WORK TASK – Please filter the data below down to the lines holding the string "butterfly".

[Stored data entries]
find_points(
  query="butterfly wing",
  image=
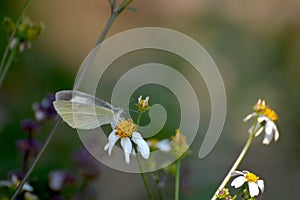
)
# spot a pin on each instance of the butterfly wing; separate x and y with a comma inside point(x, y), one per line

ANSWER TO THIS EXERCISE –
  query="butterfly wing",
# spot a pin on each instance of the butterfly wing; separate x and y with a comma inside point(x, y), one per line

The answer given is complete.